Your task — Search the records for the word "truck" and copy every line in which it occurs.

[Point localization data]
'''
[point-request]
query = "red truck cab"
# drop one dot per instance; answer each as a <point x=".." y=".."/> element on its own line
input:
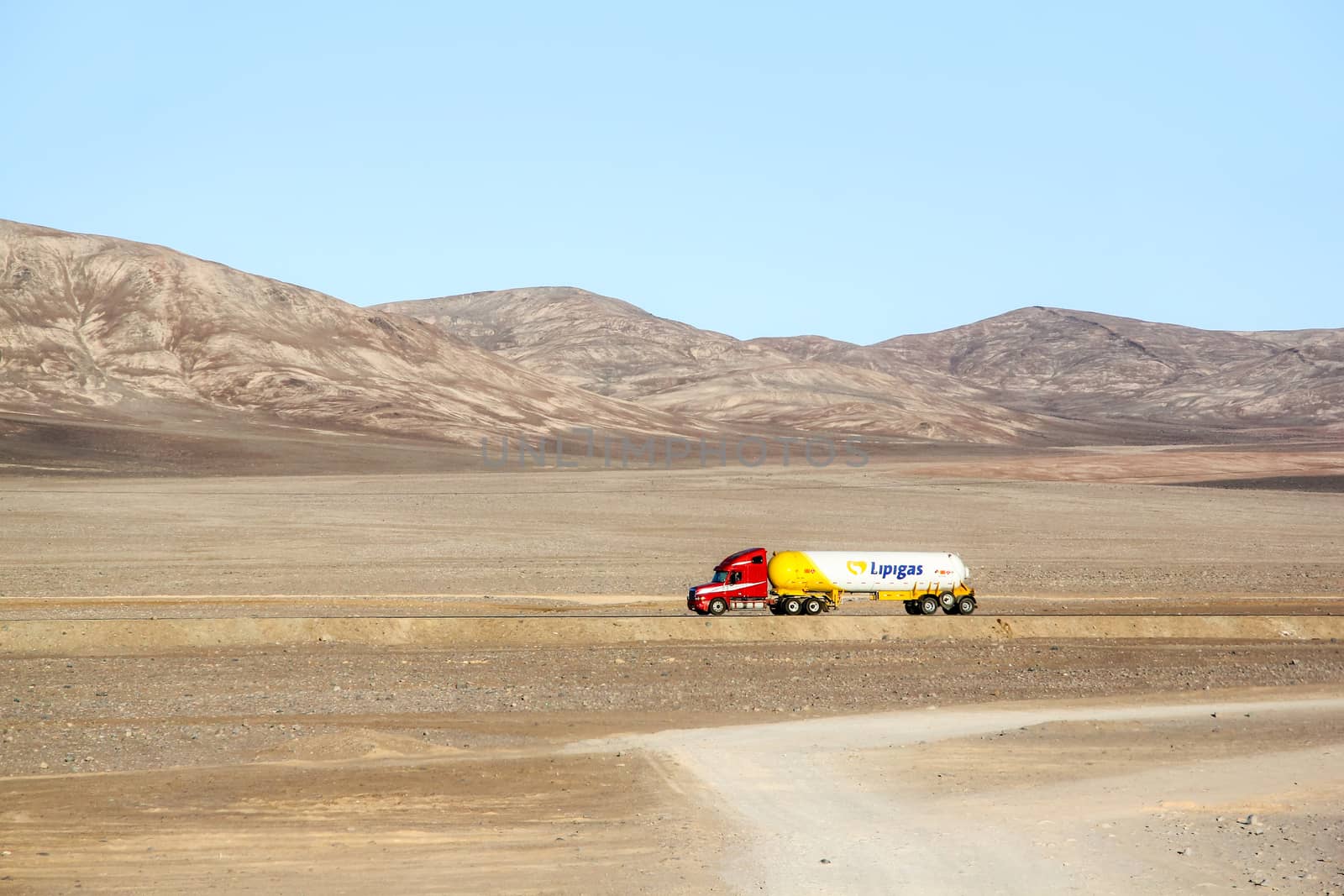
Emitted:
<point x="739" y="584"/>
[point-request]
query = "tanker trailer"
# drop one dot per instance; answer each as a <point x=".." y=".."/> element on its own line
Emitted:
<point x="813" y="582"/>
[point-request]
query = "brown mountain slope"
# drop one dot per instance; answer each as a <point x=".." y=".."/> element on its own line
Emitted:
<point x="1034" y="374"/>
<point x="616" y="348"/>
<point x="100" y="328"/>
<point x="1079" y="364"/>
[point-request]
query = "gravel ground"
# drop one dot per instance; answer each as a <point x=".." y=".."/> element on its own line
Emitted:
<point x="143" y="712"/>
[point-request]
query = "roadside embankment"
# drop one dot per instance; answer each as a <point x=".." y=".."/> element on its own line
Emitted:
<point x="121" y="637"/>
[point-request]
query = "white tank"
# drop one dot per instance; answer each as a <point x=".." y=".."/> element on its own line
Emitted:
<point x="873" y="571"/>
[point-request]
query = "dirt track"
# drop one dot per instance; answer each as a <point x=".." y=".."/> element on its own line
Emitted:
<point x="172" y="743"/>
<point x="887" y="820"/>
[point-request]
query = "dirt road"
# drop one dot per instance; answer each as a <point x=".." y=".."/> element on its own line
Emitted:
<point x="815" y="812"/>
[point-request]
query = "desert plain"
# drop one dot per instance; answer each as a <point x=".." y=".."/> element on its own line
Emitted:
<point x="488" y="681"/>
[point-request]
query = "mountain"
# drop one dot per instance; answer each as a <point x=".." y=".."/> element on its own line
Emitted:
<point x="1032" y="375"/>
<point x="94" y="328"/>
<point x="1084" y="365"/>
<point x="618" y="349"/>
<point x="151" y="359"/>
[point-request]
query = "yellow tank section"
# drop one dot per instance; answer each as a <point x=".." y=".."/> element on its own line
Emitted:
<point x="793" y="573"/>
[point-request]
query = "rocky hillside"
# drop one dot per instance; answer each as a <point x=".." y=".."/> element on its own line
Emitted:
<point x="618" y="349"/>
<point x="100" y="328"/>
<point x="1084" y="365"/>
<point x="1032" y="375"/>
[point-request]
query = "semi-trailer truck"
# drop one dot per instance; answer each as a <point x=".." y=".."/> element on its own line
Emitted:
<point x="813" y="582"/>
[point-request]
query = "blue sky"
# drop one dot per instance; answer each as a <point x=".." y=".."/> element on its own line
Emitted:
<point x="847" y="168"/>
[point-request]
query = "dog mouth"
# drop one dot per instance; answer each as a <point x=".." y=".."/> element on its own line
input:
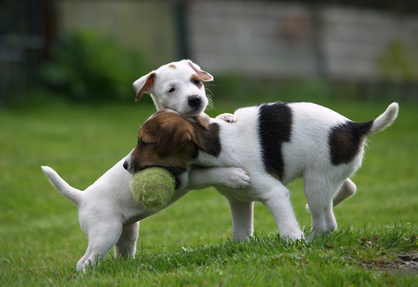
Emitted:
<point x="175" y="171"/>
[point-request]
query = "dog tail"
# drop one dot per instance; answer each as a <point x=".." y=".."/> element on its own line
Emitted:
<point x="62" y="186"/>
<point x="385" y="119"/>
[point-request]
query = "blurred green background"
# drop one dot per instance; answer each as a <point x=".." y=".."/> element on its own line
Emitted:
<point x="66" y="100"/>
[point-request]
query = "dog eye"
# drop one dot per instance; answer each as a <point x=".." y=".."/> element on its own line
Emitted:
<point x="144" y="144"/>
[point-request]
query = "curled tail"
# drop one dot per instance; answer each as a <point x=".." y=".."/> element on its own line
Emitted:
<point x="62" y="186"/>
<point x="385" y="119"/>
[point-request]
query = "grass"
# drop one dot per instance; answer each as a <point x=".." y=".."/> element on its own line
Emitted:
<point x="188" y="244"/>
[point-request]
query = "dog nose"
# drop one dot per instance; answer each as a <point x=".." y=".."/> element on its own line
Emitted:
<point x="194" y="101"/>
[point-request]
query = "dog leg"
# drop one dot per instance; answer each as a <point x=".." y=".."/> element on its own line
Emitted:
<point x="126" y="246"/>
<point x="229" y="118"/>
<point x="242" y="219"/>
<point x="320" y="193"/>
<point x="348" y="189"/>
<point x="101" y="239"/>
<point x="229" y="176"/>
<point x="281" y="208"/>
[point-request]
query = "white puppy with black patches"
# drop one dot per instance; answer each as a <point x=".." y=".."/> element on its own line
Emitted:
<point x="276" y="143"/>
<point x="108" y="213"/>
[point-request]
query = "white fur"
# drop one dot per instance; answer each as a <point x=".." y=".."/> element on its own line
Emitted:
<point x="108" y="213"/>
<point x="166" y="78"/>
<point x="306" y="155"/>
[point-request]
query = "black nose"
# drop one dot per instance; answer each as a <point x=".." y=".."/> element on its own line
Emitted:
<point x="194" y="101"/>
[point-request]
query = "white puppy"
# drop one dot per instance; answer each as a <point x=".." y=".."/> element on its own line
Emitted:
<point x="275" y="143"/>
<point x="108" y="213"/>
<point x="178" y="86"/>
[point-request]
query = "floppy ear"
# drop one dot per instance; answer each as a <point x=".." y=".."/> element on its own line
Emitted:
<point x="205" y="76"/>
<point x="203" y="120"/>
<point x="143" y="85"/>
<point x="173" y="138"/>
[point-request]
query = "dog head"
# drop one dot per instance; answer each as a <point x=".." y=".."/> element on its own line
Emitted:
<point x="177" y="86"/>
<point x="170" y="141"/>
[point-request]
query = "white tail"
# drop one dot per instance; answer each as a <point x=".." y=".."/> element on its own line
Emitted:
<point x="62" y="186"/>
<point x="385" y="119"/>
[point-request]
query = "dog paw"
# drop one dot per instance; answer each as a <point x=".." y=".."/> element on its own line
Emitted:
<point x="238" y="178"/>
<point x="293" y="236"/>
<point x="229" y="118"/>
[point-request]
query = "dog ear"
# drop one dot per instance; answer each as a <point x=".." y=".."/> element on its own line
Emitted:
<point x="205" y="76"/>
<point x="143" y="85"/>
<point x="203" y="120"/>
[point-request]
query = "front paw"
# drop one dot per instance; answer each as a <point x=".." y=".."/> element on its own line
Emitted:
<point x="229" y="118"/>
<point x="237" y="178"/>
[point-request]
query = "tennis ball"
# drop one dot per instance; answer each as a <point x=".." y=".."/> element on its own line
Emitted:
<point x="153" y="187"/>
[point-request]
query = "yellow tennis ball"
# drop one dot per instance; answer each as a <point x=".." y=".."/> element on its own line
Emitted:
<point x="153" y="187"/>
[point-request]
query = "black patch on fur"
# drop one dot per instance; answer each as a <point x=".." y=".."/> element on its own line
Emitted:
<point x="274" y="129"/>
<point x="345" y="140"/>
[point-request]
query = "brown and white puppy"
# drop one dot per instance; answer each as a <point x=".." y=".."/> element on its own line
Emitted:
<point x="108" y="213"/>
<point x="275" y="143"/>
<point x="178" y="86"/>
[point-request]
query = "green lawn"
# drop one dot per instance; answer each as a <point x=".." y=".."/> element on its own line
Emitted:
<point x="188" y="244"/>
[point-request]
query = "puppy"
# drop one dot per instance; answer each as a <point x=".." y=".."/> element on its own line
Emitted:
<point x="178" y="86"/>
<point x="108" y="213"/>
<point x="275" y="143"/>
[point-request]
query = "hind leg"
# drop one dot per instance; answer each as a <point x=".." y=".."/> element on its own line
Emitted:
<point x="101" y="239"/>
<point x="242" y="219"/>
<point x="278" y="202"/>
<point x="347" y="190"/>
<point x="126" y="245"/>
<point x="319" y="193"/>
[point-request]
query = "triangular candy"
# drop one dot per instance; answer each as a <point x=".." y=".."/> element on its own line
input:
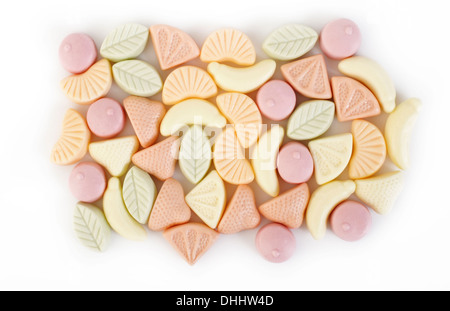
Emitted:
<point x="87" y="87"/>
<point x="331" y="155"/>
<point x="241" y="213"/>
<point x="169" y="209"/>
<point x="288" y="208"/>
<point x="160" y="159"/>
<point x="228" y="45"/>
<point x="208" y="199"/>
<point x="187" y="82"/>
<point x="309" y="77"/>
<point x="114" y="154"/>
<point x="369" y="150"/>
<point x="191" y="240"/>
<point x="145" y="116"/>
<point x="173" y="47"/>
<point x="353" y="100"/>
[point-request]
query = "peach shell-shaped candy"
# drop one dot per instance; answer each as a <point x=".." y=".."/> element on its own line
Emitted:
<point x="73" y="143"/>
<point x="353" y="100"/>
<point x="228" y="45"/>
<point x="173" y="47"/>
<point x="191" y="240"/>
<point x="87" y="87"/>
<point x="187" y="82"/>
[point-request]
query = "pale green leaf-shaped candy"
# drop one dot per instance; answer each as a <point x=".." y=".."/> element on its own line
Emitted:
<point x="137" y="77"/>
<point x="125" y="42"/>
<point x="195" y="154"/>
<point x="311" y="119"/>
<point x="290" y="42"/>
<point x="139" y="194"/>
<point x="91" y="227"/>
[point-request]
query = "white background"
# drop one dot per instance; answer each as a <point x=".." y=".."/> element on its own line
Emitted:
<point x="408" y="249"/>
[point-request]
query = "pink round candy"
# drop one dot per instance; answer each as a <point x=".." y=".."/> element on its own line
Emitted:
<point x="294" y="163"/>
<point x="77" y="52"/>
<point x="276" y="100"/>
<point x="87" y="182"/>
<point x="275" y="242"/>
<point x="340" y="39"/>
<point x="350" y="220"/>
<point x="106" y="118"/>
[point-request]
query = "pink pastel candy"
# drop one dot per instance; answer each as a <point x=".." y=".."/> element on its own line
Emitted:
<point x="77" y="52"/>
<point x="106" y="118"/>
<point x="87" y="182"/>
<point x="350" y="220"/>
<point x="295" y="163"/>
<point x="340" y="39"/>
<point x="276" y="100"/>
<point x="275" y="242"/>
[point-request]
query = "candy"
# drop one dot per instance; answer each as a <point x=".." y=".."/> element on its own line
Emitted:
<point x="73" y="143"/>
<point x="187" y="82"/>
<point x="310" y="119"/>
<point x="114" y="154"/>
<point x="106" y="118"/>
<point x="195" y="154"/>
<point x="331" y="155"/>
<point x="145" y="116"/>
<point x="191" y="111"/>
<point x="241" y="212"/>
<point x="398" y="129"/>
<point x="294" y="163"/>
<point x="290" y="42"/>
<point x="380" y="192"/>
<point x="125" y="42"/>
<point x="85" y="88"/>
<point x="340" y="39"/>
<point x="353" y="100"/>
<point x="91" y="227"/>
<point x="117" y="214"/>
<point x="373" y="76"/>
<point x="159" y="159"/>
<point x="208" y="199"/>
<point x="170" y="208"/>
<point x="139" y="194"/>
<point x="276" y="100"/>
<point x="369" y="150"/>
<point x="350" y="220"/>
<point x="87" y="182"/>
<point x="229" y="159"/>
<point x="173" y="47"/>
<point x="77" y="52"/>
<point x="191" y="240"/>
<point x="228" y="45"/>
<point x="275" y="242"/>
<point x="287" y="208"/>
<point x="243" y="113"/>
<point x="264" y="158"/>
<point x="308" y="76"/>
<point x="243" y="80"/>
<point x="323" y="200"/>
<point x="137" y="77"/>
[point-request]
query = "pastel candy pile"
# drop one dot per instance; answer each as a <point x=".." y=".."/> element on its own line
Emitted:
<point x="228" y="124"/>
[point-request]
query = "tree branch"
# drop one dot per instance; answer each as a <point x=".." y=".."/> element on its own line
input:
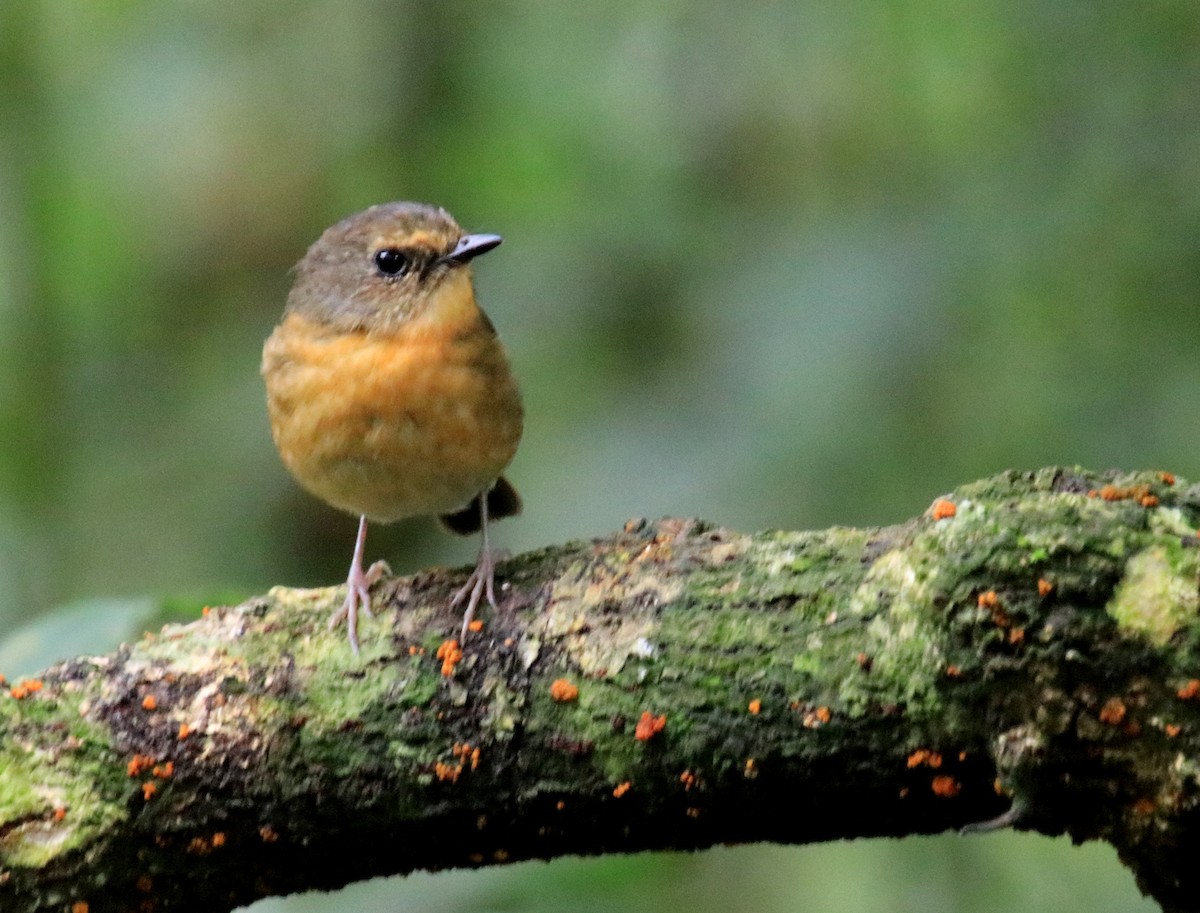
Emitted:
<point x="1023" y="654"/>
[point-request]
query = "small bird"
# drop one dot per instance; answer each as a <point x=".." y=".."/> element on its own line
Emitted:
<point x="389" y="391"/>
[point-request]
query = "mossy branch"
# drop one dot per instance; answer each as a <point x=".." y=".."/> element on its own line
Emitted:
<point x="1023" y="654"/>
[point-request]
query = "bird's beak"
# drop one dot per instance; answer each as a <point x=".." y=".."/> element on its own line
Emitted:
<point x="469" y="247"/>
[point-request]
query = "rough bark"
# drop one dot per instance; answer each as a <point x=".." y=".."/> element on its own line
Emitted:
<point x="1029" y="661"/>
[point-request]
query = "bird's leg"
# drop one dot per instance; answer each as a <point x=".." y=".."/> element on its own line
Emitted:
<point x="481" y="580"/>
<point x="358" y="588"/>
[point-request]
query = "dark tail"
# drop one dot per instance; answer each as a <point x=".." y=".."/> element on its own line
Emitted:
<point x="502" y="502"/>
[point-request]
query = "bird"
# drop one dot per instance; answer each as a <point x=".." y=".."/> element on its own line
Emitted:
<point x="389" y="391"/>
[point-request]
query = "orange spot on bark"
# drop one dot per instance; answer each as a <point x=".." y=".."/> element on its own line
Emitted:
<point x="449" y="653"/>
<point x="1145" y="805"/>
<point x="1113" y="712"/>
<point x="943" y="509"/>
<point x="648" y="726"/>
<point x="563" y="690"/>
<point x="946" y="786"/>
<point x="25" y="688"/>
<point x="924" y="757"/>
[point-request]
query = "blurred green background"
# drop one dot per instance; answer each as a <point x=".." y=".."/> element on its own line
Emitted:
<point x="774" y="264"/>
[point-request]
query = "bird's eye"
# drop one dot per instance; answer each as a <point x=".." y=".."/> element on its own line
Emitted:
<point x="391" y="262"/>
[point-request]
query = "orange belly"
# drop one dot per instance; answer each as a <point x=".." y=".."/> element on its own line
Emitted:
<point x="414" y="422"/>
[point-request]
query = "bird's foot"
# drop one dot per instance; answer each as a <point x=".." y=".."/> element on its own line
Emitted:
<point x="358" y="596"/>
<point x="481" y="582"/>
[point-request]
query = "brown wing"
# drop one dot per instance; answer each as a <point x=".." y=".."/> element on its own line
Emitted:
<point x="502" y="502"/>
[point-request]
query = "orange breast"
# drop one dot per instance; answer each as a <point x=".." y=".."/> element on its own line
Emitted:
<point x="412" y="422"/>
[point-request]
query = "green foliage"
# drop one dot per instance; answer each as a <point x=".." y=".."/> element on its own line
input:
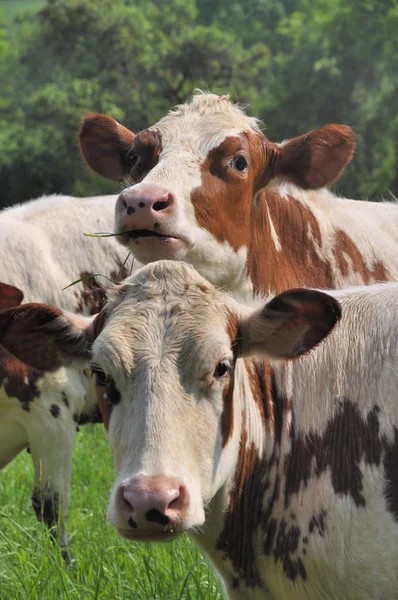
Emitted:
<point x="104" y="566"/>
<point x="297" y="63"/>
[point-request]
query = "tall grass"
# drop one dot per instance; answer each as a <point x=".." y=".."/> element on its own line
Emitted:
<point x="103" y="565"/>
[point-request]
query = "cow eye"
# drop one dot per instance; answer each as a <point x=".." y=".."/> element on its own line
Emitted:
<point x="221" y="369"/>
<point x="100" y="377"/>
<point x="240" y="163"/>
<point x="133" y="159"/>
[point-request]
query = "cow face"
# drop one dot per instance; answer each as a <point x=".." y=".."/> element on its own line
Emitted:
<point x="193" y="179"/>
<point x="171" y="387"/>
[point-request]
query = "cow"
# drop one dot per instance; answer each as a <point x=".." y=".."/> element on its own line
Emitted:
<point x="41" y="405"/>
<point x="43" y="249"/>
<point x="206" y="186"/>
<point x="284" y="472"/>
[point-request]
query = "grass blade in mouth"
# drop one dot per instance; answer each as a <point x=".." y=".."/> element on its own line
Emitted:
<point x="86" y="277"/>
<point x="104" y="234"/>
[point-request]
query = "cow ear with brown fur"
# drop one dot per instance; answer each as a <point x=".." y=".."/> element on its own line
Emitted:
<point x="44" y="337"/>
<point x="289" y="325"/>
<point x="316" y="159"/>
<point x="104" y="144"/>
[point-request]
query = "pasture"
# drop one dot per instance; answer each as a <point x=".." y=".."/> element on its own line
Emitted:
<point x="12" y="8"/>
<point x="104" y="566"/>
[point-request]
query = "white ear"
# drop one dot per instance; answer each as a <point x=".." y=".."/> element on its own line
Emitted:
<point x="289" y="325"/>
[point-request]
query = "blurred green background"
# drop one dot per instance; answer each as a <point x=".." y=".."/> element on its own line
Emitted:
<point x="297" y="63"/>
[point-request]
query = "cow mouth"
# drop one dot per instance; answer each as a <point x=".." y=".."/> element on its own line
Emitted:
<point x="147" y="233"/>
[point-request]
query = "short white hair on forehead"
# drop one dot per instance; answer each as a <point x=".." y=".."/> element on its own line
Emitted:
<point x="156" y="278"/>
<point x="207" y="104"/>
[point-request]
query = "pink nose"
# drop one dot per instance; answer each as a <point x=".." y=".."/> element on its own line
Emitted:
<point x="144" y="206"/>
<point x="152" y="503"/>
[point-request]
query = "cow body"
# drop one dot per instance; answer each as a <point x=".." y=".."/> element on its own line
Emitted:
<point x="284" y="473"/>
<point x="40" y="408"/>
<point x="43" y="250"/>
<point x="250" y="215"/>
<point x="293" y="480"/>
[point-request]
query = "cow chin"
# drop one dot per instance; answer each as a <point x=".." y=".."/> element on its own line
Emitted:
<point x="151" y="249"/>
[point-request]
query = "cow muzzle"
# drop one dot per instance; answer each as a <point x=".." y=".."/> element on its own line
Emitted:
'''
Answer box —
query = "red truck cab"
query = "semi-trailer truck"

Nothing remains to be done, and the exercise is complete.